Bridge milestone
celebrated
By BRUCE SMITH The Associated Press
CHARLESTON — As workers, politicians and a crowd of
onlookers applauded, a huge crane gently lowered a concrete panel
into the deck of the $632 million Ravenel Bridge on Friday, closing
the last gap in what is now the longest cable-stayed bridge in North
America.
“This is a historic day for this historic community,” Charleston
Mayor Joe Riley said. He called the soaring bridge with its twin
diamond towers “an engineering marvel, ... a bridge of remarkable
grace and beauty.”
The bridge, the most expensive ever built in South Carolina, will
open to traffic later this year, replacing the two rusting, aging
cantilever bridges that cross the Cooper River, linking Charleston
and Mount Pleasant along U.S. 17.
Work on the bridge approaches and paving of the eight-lane main
span above the shipping channel remain to be completed.
As a chill wind blew in from Charleston Harbor under hazy skies,
a crowd of about 100 people gathered in the center of the bridge’s
1,546-foot main span.
A group of six workers in orange safety vests guided the panel
into place. Local television stations, their satellite trucks parked
just down the bridge, broadcast the moment live.
“We are now officially the longest cable-stayed bridge in North
America,” said Bobby Clair, the Department of Transportation
engineer overseeing the bridge construction.

■ ■ ■ ■ ■

**TASKS AND EXERCISES:**
a: In the bridge article, how long is the Ravenel Bridge's main span?
b: Please print the stretch of the bridge article from "As a chill wind" through "the bridge construction.".
Rely on the bridge article alone.

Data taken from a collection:
■ ■ ■ ■ ■

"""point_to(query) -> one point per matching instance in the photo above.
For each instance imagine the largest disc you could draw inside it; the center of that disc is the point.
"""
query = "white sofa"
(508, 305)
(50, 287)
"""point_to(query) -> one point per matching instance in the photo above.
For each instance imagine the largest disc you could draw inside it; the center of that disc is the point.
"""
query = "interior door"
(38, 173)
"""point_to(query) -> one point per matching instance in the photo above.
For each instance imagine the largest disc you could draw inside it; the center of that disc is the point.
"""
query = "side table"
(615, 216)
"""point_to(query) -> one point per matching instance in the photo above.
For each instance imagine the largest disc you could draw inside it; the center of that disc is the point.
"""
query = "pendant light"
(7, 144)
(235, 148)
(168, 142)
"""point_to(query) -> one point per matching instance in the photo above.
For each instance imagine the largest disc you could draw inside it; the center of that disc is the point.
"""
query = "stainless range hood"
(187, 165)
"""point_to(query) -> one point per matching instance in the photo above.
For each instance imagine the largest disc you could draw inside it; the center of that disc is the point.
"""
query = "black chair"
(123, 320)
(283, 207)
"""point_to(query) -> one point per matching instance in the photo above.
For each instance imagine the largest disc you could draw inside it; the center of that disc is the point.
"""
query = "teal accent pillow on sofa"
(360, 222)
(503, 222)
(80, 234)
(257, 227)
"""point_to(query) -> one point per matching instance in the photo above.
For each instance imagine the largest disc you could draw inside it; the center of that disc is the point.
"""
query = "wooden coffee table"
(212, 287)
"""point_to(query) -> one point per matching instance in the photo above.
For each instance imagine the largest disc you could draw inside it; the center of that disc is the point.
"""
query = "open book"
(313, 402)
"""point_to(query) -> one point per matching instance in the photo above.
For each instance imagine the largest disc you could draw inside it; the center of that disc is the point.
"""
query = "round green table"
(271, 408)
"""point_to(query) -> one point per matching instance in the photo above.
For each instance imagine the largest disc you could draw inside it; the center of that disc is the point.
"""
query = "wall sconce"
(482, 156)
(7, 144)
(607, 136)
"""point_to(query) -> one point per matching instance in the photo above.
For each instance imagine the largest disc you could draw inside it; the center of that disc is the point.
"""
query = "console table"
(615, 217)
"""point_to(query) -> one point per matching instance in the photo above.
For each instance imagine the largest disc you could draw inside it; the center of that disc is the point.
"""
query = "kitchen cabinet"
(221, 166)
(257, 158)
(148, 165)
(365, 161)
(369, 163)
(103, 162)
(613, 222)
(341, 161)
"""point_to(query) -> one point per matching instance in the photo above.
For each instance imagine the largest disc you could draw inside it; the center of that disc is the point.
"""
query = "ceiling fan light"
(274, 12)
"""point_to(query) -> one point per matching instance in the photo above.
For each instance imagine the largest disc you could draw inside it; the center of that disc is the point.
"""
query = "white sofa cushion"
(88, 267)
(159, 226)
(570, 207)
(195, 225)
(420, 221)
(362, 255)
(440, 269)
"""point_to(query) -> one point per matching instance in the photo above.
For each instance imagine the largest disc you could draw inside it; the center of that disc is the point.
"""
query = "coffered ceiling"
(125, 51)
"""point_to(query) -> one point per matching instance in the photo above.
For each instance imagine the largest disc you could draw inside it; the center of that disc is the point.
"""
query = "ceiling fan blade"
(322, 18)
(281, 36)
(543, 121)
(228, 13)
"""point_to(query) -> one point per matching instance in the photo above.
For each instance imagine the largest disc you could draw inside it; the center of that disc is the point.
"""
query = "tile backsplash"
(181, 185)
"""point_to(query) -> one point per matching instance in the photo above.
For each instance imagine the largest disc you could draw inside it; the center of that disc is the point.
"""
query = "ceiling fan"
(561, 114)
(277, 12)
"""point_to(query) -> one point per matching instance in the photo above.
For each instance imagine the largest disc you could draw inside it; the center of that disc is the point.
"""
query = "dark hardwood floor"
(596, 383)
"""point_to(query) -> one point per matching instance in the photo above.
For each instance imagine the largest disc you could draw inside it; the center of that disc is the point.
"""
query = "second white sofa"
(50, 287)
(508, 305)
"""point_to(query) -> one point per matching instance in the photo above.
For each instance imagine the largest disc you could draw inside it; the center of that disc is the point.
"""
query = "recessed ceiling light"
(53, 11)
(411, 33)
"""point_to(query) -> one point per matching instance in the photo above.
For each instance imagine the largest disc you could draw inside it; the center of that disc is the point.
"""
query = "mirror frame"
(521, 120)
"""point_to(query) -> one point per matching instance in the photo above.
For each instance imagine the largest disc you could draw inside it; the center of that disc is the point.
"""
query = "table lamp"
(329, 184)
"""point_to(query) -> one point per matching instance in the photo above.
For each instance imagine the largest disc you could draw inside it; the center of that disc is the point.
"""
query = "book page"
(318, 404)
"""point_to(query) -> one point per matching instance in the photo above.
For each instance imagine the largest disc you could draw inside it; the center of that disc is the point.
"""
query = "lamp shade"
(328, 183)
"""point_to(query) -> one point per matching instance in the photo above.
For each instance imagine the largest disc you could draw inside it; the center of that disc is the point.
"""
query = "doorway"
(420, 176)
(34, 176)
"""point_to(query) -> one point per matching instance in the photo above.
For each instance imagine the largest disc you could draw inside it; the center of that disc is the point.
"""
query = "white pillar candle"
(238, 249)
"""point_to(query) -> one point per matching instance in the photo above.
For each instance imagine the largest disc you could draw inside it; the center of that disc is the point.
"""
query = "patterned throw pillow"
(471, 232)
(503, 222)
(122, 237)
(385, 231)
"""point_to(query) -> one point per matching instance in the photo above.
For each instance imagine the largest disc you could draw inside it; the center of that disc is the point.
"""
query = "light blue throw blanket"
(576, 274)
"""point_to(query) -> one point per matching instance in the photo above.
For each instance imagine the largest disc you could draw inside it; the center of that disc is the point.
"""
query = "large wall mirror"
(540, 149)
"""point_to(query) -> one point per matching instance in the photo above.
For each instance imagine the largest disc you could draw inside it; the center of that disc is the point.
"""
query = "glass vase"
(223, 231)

■ ■ ■ ■ ■

**ANSWERS BY TASK:**
a: 1,546 feet.

b:
As a chill wind blew in from Charleston Harbor under hazy skies,
a crowd of about 100 people gathered in the center of the bridge’s
1,546-foot main span.
A group of six workers in orange safety vests guided the panel
into place. Local television stations, their satellite trucks parked
just down the bridge, broadcast the moment live.
“We are now officially the longest cable-stayed bridge in North
America,” said Bobby Clair, the Department of Transportation
engineer overseeing the bridge construction.